__WHAT YOU NEED TO DO__
Print the first line of the material below and each line after it, exactly as written, ending with the line that contains "Tag each instance of the t-shirt".

__TASK INPUT__

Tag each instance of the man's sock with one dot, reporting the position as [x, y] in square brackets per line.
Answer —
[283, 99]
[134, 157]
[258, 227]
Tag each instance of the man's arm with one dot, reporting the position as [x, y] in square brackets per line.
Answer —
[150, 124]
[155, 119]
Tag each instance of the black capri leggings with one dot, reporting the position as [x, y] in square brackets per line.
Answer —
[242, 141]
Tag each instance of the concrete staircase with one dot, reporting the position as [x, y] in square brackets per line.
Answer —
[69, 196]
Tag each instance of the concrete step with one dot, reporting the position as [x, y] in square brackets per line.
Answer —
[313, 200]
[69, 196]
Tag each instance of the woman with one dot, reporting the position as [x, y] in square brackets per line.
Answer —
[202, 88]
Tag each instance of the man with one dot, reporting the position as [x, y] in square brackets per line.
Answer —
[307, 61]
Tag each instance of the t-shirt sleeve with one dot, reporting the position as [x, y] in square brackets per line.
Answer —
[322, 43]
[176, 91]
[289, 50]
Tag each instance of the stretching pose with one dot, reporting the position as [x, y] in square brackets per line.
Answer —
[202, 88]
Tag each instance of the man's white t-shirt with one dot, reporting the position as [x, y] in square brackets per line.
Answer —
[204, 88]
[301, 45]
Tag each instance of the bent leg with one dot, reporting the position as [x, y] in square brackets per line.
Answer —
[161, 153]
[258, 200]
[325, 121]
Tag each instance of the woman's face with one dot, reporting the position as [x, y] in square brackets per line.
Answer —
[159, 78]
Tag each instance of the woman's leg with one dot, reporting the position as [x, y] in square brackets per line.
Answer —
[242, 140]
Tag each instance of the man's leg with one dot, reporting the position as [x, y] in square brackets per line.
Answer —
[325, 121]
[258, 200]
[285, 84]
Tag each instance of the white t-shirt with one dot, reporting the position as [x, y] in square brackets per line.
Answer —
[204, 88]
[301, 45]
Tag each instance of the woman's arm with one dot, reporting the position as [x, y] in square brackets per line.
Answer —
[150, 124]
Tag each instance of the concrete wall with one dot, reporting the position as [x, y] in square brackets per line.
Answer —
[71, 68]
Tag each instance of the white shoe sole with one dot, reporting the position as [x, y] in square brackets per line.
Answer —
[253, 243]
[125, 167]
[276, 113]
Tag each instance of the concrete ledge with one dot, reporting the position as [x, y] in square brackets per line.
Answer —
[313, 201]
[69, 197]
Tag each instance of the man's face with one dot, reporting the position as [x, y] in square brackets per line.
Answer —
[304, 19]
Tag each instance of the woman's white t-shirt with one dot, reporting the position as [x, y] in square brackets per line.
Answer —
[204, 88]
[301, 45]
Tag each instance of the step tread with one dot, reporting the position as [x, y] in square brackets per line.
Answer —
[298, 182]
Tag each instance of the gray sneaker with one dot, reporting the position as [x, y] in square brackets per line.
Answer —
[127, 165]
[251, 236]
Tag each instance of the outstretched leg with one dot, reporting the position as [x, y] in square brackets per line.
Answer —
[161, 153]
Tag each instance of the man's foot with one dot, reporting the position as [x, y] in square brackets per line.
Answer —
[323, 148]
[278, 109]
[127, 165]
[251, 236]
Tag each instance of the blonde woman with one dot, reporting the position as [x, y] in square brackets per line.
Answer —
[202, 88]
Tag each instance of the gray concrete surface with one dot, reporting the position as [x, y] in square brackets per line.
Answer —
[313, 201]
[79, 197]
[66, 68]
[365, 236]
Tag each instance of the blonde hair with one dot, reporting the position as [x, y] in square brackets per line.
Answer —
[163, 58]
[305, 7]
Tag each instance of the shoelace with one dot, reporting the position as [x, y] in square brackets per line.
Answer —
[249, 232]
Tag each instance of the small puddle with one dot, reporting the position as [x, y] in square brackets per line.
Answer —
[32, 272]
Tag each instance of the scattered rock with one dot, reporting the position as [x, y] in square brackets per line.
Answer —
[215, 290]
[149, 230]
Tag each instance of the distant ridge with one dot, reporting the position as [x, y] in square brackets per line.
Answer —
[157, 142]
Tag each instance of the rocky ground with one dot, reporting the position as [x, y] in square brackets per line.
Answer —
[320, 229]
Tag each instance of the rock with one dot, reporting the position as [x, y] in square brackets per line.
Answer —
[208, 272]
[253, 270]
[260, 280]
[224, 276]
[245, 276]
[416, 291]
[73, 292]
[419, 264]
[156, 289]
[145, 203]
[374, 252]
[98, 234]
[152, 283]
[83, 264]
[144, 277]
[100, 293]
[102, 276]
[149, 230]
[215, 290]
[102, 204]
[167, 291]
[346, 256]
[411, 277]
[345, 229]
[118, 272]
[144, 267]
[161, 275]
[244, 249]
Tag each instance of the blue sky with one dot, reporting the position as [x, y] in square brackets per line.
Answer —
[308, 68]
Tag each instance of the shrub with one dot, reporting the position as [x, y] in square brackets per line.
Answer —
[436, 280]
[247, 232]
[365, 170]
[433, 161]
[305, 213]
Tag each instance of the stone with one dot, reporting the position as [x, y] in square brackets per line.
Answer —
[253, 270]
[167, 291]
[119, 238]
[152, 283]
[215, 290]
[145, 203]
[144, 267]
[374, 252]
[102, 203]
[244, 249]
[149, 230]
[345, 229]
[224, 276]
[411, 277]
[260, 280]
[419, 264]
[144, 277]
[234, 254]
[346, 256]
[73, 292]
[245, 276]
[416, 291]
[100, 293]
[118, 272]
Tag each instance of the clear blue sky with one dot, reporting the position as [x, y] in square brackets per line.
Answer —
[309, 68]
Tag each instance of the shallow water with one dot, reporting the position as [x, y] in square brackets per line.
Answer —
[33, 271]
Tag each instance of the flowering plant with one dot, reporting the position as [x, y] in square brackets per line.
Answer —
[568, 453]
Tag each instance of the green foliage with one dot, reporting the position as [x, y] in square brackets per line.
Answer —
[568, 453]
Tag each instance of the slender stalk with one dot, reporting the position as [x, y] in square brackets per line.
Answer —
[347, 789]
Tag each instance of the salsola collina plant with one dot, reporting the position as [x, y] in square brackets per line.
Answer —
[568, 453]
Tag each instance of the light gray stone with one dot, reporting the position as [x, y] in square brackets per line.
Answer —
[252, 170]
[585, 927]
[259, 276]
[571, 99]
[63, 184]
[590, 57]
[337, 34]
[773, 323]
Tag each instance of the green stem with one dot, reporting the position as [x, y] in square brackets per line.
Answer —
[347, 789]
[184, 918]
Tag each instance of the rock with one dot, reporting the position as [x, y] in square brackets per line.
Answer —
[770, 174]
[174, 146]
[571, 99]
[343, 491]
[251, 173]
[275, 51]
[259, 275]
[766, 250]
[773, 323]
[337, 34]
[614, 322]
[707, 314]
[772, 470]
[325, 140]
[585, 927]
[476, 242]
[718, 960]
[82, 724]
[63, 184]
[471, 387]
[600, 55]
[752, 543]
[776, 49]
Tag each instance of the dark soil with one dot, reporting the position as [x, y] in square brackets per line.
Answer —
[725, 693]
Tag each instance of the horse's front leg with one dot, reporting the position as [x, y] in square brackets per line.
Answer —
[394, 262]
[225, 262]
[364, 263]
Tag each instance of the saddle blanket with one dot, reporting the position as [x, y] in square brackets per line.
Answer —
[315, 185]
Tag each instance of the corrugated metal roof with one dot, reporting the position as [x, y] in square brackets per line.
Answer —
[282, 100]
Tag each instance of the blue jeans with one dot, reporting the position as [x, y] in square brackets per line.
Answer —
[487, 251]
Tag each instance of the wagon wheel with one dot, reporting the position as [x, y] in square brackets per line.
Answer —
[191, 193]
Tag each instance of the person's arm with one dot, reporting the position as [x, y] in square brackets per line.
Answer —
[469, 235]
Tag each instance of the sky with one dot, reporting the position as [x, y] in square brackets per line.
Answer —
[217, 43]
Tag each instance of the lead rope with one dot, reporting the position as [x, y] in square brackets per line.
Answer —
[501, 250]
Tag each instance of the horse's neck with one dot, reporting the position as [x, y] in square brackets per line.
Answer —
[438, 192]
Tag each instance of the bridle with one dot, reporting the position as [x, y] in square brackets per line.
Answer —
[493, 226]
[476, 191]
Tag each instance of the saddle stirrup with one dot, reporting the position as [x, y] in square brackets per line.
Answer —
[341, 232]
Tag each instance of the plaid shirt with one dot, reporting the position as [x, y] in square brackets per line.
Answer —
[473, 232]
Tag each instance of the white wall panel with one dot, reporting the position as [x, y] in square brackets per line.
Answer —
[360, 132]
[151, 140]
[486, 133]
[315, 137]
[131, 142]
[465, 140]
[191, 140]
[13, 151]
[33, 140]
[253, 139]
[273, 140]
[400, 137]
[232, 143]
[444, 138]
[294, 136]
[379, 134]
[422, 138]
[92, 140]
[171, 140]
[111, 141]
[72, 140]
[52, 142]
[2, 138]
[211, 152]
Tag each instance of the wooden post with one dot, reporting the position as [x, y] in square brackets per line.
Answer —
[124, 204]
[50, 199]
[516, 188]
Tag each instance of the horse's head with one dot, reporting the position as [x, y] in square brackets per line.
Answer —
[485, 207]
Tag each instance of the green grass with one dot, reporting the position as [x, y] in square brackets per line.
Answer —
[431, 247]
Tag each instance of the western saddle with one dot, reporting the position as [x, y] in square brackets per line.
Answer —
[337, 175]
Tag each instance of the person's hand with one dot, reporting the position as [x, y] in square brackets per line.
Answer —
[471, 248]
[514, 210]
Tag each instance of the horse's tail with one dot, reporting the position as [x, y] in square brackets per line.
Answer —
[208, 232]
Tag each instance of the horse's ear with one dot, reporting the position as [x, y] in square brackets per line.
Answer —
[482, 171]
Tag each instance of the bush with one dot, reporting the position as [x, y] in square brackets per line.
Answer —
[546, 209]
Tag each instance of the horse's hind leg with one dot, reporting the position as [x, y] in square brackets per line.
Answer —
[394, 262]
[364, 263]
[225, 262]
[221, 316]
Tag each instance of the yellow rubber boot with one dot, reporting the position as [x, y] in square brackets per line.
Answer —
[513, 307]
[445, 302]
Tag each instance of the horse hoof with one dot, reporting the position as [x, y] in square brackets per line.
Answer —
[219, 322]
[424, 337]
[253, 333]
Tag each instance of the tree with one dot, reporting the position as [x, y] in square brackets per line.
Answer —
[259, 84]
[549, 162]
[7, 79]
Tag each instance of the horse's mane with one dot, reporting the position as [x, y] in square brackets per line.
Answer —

__RESPONSE TO THIS EXERCISE__
Tag each instance of the man's sock with one dot, reporting the position as [x, y] in square brackets per line.
Answer —
[283, 99]
[134, 157]
[258, 227]
Tag each instance of the man's arm with one dot, reporting the position as [x, y] in square brackets per line.
Answer —
[150, 124]
[155, 119]
Tag each instance of the black capri leggings with one dot, reporting the position as [x, y] in square brackets per line.
Answer —
[242, 141]
Tag each instance of the concrete staircase with one dot, reporting the position as [x, y] in square brackets per line.
Answer —
[69, 196]
Tag each instance of the concrete step with one dot, reporting the position as [x, y] in square brackets per line.
Answer —
[313, 200]
[69, 196]
Tag each instance of the woman with one dot, reporting the position as [x, y] in square brackets per line.
Answer —
[202, 88]
Tag each instance of the man with one dot, reporting the position as [x, y] in square brackets per line.
Answer —
[307, 61]
Tag each instance of the t-shirt sleeve with one dot, reporting the position as [x, y] in square brackets per line.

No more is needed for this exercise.